Saved entries:
-------

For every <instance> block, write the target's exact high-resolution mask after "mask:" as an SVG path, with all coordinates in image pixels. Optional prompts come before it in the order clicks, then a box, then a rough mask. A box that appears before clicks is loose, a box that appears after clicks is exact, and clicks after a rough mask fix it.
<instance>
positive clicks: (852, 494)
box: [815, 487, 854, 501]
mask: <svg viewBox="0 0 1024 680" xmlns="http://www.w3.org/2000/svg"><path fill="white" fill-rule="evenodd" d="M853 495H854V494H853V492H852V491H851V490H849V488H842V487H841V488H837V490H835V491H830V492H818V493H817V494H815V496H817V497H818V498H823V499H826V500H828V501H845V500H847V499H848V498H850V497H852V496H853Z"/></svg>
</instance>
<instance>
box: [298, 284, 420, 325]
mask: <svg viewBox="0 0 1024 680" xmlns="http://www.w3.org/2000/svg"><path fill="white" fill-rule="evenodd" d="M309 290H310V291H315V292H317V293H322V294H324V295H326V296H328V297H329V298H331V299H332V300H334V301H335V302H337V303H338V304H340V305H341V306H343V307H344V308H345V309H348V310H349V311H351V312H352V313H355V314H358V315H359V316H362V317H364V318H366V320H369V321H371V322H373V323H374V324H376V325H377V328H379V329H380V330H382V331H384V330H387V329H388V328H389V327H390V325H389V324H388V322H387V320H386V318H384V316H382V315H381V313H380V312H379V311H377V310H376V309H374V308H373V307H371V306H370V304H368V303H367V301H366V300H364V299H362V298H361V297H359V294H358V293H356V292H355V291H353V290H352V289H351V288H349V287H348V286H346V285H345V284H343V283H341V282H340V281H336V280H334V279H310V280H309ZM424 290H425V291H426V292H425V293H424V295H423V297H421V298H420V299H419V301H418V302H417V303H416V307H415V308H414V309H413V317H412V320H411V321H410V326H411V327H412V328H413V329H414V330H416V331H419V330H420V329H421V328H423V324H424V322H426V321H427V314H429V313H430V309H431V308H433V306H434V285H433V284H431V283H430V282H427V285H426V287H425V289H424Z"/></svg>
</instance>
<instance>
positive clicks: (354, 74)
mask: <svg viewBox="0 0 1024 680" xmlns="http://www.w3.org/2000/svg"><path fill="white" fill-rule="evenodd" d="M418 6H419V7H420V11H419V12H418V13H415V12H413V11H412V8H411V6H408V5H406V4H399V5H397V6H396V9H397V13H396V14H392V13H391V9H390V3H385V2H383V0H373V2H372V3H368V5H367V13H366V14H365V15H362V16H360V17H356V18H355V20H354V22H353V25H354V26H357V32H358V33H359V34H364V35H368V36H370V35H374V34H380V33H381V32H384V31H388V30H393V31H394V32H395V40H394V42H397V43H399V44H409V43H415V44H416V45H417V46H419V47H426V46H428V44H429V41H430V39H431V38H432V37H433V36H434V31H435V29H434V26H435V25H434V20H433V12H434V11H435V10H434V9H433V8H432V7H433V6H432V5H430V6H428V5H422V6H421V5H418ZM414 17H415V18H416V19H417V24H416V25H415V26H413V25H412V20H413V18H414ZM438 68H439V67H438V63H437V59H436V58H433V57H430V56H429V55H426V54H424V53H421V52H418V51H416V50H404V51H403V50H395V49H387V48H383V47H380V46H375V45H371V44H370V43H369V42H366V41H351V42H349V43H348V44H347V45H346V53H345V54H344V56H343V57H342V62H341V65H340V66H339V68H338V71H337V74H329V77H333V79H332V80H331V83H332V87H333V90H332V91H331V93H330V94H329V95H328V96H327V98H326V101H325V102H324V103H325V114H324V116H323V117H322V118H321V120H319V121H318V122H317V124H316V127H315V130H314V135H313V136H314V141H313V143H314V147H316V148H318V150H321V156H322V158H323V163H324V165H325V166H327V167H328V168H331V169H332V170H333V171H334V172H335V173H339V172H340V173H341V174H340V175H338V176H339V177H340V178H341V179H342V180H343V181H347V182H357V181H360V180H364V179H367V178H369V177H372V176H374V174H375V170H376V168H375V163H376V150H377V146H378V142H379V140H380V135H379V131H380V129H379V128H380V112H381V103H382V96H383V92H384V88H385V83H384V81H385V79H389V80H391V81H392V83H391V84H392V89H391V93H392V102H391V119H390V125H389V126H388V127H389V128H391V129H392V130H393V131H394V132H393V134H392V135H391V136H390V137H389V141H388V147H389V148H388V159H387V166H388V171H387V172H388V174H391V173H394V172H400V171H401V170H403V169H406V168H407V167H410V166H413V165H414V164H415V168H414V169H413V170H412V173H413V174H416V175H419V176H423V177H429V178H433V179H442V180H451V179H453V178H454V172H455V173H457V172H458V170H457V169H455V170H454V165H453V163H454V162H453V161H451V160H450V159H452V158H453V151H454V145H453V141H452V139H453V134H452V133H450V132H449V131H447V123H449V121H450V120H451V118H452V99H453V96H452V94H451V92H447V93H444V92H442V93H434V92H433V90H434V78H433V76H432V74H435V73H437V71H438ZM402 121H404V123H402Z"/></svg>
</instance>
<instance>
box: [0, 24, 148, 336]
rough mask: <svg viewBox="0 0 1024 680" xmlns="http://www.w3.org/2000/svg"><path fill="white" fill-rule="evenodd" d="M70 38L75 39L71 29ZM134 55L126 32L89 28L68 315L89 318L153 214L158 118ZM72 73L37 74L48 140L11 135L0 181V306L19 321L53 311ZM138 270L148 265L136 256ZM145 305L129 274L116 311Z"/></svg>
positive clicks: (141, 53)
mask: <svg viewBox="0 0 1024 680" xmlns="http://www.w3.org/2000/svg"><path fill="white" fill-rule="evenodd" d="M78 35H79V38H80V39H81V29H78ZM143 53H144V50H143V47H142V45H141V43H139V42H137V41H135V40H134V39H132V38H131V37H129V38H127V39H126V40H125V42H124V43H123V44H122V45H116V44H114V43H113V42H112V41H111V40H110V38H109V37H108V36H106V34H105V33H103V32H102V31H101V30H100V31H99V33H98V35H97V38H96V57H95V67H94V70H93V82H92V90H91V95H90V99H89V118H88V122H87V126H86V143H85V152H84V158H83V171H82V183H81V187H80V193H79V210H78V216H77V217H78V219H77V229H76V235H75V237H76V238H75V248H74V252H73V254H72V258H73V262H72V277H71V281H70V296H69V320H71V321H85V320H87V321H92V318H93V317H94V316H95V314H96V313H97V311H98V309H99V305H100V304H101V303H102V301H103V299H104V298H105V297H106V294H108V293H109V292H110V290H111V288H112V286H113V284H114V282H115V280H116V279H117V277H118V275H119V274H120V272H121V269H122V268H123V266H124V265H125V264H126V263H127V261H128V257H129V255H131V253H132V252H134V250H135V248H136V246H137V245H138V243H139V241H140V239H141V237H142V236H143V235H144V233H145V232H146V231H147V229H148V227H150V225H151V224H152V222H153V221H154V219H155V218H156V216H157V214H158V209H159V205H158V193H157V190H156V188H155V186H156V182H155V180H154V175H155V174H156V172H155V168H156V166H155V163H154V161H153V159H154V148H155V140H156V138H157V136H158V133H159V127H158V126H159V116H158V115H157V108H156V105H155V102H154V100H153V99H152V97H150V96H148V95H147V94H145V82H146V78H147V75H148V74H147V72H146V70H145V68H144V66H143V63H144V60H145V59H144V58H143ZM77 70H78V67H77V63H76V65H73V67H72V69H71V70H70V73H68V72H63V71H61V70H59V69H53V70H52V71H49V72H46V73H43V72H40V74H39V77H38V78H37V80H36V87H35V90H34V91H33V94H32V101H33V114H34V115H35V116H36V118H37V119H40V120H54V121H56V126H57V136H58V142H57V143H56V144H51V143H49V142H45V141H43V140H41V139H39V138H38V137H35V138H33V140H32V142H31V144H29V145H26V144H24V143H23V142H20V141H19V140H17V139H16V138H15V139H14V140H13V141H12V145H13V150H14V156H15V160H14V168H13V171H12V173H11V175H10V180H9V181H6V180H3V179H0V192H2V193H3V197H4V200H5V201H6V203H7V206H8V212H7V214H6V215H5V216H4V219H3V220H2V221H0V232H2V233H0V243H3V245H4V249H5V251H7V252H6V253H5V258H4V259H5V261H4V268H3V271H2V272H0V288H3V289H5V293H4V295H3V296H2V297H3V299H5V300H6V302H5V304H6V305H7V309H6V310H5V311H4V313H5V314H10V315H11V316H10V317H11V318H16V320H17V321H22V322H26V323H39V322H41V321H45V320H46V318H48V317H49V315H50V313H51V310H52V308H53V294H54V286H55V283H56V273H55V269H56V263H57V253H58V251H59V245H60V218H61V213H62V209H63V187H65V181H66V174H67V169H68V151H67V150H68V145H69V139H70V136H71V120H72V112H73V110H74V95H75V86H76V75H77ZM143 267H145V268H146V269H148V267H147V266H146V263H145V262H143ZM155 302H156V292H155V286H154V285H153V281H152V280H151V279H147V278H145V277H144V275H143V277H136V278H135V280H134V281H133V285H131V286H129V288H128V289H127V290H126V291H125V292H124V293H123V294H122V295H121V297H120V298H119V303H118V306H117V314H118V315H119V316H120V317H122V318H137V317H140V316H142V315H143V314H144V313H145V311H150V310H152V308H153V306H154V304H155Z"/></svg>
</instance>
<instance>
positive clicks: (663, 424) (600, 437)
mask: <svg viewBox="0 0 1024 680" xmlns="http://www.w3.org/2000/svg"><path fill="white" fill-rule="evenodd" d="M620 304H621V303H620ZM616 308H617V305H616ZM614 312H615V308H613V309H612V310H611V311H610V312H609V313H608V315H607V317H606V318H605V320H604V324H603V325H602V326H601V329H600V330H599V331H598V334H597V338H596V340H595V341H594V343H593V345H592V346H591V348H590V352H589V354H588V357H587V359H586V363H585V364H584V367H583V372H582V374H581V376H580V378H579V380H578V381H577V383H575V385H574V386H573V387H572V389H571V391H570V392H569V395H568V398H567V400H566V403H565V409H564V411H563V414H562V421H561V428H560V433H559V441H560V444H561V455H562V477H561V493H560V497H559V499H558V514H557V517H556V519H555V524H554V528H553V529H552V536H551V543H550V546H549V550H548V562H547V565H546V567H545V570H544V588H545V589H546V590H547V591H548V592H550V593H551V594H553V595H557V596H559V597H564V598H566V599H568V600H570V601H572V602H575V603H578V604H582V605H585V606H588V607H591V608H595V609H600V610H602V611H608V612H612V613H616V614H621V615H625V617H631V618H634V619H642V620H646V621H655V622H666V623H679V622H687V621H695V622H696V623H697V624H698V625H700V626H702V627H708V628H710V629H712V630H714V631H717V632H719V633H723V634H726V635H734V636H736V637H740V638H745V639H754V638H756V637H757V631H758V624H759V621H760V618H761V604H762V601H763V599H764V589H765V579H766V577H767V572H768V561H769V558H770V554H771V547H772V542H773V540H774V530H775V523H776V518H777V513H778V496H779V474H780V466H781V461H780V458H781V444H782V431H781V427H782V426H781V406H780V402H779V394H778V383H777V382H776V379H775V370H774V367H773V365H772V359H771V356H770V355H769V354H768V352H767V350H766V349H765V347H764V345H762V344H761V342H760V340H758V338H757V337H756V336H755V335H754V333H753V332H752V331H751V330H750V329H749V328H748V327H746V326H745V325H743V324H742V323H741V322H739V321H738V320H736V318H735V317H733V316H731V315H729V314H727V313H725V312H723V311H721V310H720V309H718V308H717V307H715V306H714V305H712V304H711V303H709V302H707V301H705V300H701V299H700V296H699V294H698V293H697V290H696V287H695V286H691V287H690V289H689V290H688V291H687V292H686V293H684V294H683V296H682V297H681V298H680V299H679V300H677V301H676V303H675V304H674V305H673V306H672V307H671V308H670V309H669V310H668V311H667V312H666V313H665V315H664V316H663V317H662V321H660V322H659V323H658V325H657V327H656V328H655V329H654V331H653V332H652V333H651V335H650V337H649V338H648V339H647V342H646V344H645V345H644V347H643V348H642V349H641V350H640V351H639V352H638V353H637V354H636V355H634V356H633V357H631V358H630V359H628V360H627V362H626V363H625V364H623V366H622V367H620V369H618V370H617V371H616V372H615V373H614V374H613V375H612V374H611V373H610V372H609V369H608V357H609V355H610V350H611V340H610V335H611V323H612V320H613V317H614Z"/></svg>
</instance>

-------

PROBLEM TO SOLVE:
From the records above, copy every line that holds the word "rough".

RESULT OF THIS EXERCISE:
For every <instance> block, write the target's exact high-resolution mask after "mask:" as an SVG path, with all coordinates in image pixels. Optional prompts come before it in the order clicks, then a box, then a rough mask. A box that appears before clicks is loose, a box that appears after clicks is exact, and clicks after a rough mask fix it.
rough mask: <svg viewBox="0 0 1024 680" xmlns="http://www.w3.org/2000/svg"><path fill="white" fill-rule="evenodd" d="M70 38L75 39L71 29ZM134 55L126 32L89 28L68 315L89 318L153 214L158 118ZM72 73L37 74L48 140L11 135L0 181V306L19 321L53 311ZM138 270L148 265L136 256ZM145 305L129 274L116 311Z"/></svg>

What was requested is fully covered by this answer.